Action item >>
Would you copy out only the lines from the one with "Target: rusty shipping container" to the end of the records, exactly as they stand?

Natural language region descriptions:
"""
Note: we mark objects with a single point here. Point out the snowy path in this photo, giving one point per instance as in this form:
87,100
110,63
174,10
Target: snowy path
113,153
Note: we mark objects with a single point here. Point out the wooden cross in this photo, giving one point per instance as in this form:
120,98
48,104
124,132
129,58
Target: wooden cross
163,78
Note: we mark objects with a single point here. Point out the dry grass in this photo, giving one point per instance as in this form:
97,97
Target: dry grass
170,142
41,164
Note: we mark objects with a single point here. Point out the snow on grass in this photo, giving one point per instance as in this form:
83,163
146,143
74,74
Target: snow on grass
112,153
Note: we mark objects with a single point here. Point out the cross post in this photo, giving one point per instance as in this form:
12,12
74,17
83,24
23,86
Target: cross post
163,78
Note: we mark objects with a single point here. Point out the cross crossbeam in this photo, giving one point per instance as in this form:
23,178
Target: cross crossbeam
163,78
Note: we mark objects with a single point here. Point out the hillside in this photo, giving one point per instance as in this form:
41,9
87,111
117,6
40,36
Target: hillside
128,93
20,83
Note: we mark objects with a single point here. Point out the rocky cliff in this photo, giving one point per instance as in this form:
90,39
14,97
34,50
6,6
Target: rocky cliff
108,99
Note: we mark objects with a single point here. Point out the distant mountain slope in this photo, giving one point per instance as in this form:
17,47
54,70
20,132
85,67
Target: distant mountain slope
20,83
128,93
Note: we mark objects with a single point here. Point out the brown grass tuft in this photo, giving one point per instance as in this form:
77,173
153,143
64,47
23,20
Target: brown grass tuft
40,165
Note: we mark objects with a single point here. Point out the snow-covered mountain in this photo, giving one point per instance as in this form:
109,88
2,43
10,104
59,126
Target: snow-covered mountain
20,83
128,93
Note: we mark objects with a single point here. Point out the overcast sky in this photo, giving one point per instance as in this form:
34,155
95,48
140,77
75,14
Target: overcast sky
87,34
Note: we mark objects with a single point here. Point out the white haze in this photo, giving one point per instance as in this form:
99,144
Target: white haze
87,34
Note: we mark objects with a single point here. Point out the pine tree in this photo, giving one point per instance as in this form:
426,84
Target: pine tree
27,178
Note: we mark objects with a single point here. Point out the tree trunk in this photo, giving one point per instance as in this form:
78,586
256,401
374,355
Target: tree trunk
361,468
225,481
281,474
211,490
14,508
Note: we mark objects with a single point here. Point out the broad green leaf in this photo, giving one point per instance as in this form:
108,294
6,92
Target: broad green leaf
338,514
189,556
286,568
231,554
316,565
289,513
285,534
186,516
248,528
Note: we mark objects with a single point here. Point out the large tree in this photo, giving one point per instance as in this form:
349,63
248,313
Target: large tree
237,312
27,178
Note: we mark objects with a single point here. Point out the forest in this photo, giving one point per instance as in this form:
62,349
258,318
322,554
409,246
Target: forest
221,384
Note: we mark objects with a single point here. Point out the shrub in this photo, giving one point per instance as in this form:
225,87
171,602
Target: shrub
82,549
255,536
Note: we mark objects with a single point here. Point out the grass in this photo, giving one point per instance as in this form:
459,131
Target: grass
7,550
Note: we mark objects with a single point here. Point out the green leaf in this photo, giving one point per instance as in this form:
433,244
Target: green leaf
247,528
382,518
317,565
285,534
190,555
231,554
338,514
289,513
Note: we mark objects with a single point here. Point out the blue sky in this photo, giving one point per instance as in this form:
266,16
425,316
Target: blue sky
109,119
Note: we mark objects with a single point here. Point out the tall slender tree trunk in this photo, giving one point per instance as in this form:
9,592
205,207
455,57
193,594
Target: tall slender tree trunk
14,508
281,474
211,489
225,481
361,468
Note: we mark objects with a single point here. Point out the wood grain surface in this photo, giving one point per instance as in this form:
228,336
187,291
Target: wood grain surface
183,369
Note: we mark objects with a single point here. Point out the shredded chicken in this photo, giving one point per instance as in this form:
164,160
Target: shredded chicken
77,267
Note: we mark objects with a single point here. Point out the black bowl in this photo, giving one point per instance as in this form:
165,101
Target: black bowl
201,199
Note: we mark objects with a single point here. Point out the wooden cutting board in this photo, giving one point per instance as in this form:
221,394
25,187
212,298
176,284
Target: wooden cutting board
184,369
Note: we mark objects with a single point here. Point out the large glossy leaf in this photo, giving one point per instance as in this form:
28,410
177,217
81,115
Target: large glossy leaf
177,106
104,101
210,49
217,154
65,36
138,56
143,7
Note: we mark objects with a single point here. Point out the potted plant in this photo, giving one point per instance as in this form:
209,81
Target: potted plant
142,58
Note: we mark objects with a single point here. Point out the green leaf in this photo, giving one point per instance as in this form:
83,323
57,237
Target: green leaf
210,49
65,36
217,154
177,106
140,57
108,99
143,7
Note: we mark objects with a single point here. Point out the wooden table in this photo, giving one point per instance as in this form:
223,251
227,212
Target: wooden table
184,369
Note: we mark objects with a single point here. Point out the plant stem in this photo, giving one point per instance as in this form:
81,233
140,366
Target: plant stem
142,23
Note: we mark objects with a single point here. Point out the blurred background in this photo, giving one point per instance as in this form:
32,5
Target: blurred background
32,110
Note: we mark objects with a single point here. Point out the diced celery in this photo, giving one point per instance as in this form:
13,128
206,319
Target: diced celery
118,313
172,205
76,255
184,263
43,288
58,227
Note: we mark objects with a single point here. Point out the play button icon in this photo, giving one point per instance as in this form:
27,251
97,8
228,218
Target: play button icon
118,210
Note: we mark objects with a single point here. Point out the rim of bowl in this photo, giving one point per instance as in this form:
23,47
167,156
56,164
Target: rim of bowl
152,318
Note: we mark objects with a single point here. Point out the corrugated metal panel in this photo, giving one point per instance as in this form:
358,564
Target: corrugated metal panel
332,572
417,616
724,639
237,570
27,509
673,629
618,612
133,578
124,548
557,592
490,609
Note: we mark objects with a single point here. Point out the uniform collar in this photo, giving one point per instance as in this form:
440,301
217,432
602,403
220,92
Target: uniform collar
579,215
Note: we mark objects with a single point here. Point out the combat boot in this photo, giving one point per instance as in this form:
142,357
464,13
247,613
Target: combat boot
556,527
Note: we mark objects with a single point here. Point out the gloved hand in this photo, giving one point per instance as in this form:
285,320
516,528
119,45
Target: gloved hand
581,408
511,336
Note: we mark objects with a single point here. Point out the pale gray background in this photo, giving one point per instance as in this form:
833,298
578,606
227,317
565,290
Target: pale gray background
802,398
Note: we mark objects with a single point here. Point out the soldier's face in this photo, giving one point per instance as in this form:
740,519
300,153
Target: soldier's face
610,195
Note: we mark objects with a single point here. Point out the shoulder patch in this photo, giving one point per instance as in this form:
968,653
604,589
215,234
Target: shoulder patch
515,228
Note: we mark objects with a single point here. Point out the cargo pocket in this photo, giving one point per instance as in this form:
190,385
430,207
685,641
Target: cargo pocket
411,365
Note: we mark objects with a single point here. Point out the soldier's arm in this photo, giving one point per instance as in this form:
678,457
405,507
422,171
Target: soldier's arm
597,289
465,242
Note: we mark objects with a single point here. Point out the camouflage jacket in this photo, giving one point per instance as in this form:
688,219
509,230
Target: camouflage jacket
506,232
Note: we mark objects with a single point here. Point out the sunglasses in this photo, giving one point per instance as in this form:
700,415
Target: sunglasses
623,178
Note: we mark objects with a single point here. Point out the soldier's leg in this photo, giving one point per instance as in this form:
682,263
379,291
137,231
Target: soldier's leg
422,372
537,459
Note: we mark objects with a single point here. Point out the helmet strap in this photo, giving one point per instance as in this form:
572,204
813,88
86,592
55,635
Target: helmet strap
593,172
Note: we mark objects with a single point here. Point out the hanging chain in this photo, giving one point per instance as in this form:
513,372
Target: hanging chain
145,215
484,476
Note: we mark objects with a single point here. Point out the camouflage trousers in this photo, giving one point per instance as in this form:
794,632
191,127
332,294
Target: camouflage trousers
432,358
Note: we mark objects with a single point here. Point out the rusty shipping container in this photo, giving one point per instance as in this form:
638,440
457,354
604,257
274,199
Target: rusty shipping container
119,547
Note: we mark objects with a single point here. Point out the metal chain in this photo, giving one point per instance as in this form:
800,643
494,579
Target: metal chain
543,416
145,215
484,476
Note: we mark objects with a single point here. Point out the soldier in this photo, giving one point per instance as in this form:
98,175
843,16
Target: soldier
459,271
"""
Answer below >>
Target: rusty shipping container
119,547
Note: we mark objects with a single point here. Point out the metal chain in this photo, giving one point per instance as in this form:
800,643
494,579
Target: metal chain
543,416
145,215
484,476
Note: we mark objects with a single point here. Point out the soldier in this photo, giving one point per instance as in this form:
98,175
843,16
Target: soldier
459,271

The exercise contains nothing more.